• Qué se pide: Presente en una tabla Markdown con las columnas N.º y Línea las líneas que empiezan en la que contiene "Indicate the ceiling fan in" y terminan en la que contiene "pixel 468 64", ambas incluidas. Omita las líneas en blanco.

(Extractos de un conjunto de datos de señalamiento)
————

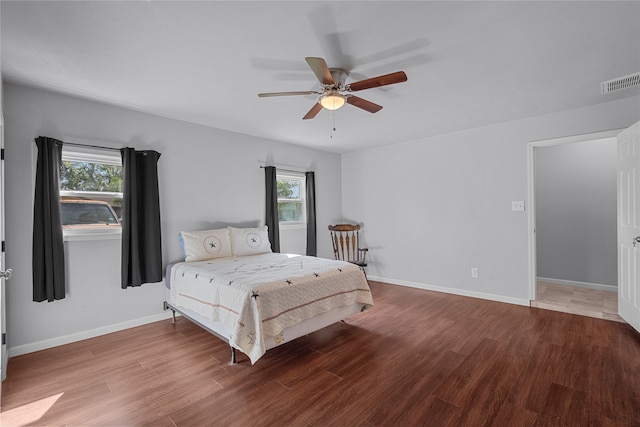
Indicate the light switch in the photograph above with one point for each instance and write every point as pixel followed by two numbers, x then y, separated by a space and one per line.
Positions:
pixel 517 206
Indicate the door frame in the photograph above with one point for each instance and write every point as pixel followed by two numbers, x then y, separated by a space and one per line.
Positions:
pixel 531 214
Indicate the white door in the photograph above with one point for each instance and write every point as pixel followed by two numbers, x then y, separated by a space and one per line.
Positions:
pixel 629 225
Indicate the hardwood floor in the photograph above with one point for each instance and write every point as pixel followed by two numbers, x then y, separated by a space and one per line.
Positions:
pixel 417 358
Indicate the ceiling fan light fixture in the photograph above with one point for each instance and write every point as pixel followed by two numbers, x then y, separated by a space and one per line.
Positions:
pixel 332 100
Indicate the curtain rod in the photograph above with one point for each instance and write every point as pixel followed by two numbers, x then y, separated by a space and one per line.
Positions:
pixel 285 170
pixel 100 147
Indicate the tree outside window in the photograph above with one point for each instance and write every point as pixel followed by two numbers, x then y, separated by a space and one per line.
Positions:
pixel 291 199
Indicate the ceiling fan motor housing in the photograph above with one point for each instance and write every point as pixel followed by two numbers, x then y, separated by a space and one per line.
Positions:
pixel 339 76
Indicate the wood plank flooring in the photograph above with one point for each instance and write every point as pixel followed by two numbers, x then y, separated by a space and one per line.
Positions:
pixel 417 358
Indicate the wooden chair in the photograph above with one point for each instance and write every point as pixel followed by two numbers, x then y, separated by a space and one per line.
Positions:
pixel 346 244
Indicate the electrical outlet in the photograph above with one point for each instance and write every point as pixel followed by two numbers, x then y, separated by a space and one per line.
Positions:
pixel 517 206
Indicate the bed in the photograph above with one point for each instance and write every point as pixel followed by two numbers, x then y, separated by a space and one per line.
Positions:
pixel 255 299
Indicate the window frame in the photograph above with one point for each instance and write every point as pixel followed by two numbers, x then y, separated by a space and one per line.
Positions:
pixel 301 178
pixel 89 155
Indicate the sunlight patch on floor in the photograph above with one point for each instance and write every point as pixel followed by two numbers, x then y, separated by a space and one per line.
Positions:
pixel 29 413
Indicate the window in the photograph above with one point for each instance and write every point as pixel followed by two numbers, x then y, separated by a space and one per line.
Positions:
pixel 291 199
pixel 90 193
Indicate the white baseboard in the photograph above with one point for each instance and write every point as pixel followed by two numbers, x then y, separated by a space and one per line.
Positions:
pixel 586 285
pixel 79 336
pixel 461 292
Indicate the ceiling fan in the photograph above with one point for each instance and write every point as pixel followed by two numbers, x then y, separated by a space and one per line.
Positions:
pixel 335 92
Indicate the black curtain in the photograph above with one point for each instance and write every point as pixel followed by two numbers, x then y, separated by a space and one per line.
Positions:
pixel 310 184
pixel 271 216
pixel 141 243
pixel 48 245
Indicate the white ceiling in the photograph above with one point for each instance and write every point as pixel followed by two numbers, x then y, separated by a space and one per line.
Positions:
pixel 468 64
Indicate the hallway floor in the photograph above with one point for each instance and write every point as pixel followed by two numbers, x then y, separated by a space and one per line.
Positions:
pixel 575 300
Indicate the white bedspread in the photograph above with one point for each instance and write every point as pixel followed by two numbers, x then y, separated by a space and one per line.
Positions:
pixel 259 296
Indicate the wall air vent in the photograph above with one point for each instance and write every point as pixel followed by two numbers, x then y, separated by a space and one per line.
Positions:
pixel 620 83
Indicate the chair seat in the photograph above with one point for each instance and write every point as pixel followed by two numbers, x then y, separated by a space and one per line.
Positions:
pixel 359 263
pixel 346 246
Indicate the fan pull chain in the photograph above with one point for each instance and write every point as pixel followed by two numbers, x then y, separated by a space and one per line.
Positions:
pixel 332 118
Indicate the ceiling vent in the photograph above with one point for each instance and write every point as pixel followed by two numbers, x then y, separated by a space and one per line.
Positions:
pixel 620 83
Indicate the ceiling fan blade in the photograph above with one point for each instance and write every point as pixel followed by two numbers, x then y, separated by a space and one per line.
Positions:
pixel 387 79
pixel 319 67
pixel 364 104
pixel 306 92
pixel 313 112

————

• Resultado esperado:
| N.º | Línea |
|---|---|
| 1 | Indicate the ceiling fan in the photograph above with one point for each instance and write every point as pixel followed by two numbers, x then y, separated by a space and one per line. |
| 2 | Positions: |
| 3 | pixel 335 92 |
| 4 | Indicate the black curtain in the photograph above with one point for each instance and write every point as pixel followed by two numbers, x then y, separated by a space and one per line. |
| 5 | Positions: |
| 6 | pixel 310 184 |
| 7 | pixel 271 216 |
| 8 | pixel 141 243 |
| 9 | pixel 48 245 |
| 10 | Indicate the white ceiling in the photograph above with one point for each instance and write every point as pixel followed by two numbers, x then y, separated by a space and one per line. |
| 11 | Positions: |
| 12 | pixel 468 64 |